Express the lines below as a numbered list, omitting blank lines and the picture.

-- start of Records for processing --

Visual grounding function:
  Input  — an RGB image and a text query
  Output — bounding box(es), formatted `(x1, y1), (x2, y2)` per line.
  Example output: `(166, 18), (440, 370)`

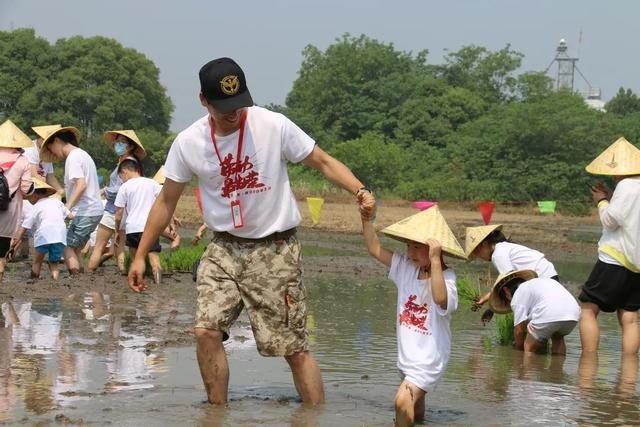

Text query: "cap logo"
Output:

-- end of Records for processing --

§ Response:
1. Visual grounding function:
2.   Input  — an RGB image and a text query
3.   Output — bounding box(es), formatted `(x1, y1), (x2, y2)` per line.
4.   Example output: `(166, 18), (440, 370)`
5. Text query: "cap logo"
6. Output:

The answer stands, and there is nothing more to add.